Exercise requirements | The reply should contain the full listing exactly as written and no pictures at all.

Records to use |
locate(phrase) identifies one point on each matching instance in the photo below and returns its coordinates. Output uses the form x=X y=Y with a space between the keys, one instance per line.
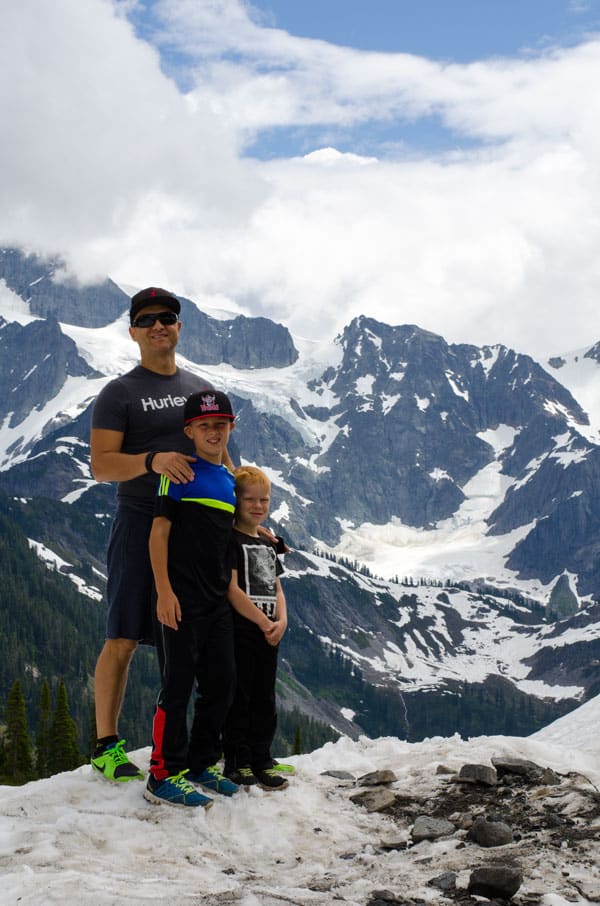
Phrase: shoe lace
x=118 y=754
x=179 y=780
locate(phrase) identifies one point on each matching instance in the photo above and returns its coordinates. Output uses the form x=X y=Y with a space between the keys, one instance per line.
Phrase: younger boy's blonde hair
x=245 y=475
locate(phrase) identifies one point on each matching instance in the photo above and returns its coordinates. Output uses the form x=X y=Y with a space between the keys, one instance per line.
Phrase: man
x=136 y=436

Response |
locate(phrase) identifies one point on each matching instance in the photo below and returns its coordinates. Output uses the form x=X y=Y with a space between the keys, one instance per line.
Phrase: shoe lace
x=118 y=754
x=179 y=780
locate(phrase) identifies one point on each matching instance in the photo above and returns its coordinates. Output uses the form x=X y=Y with a space between the keys, one instance per line.
Phrase: younger boy's blonde hair
x=245 y=475
locate(phrase) identifies one point on each matching instance in the photo above and returns its coordinates. Output uses the form x=X y=Y with a space between the keys, one instance per line.
Phrase: man
x=136 y=436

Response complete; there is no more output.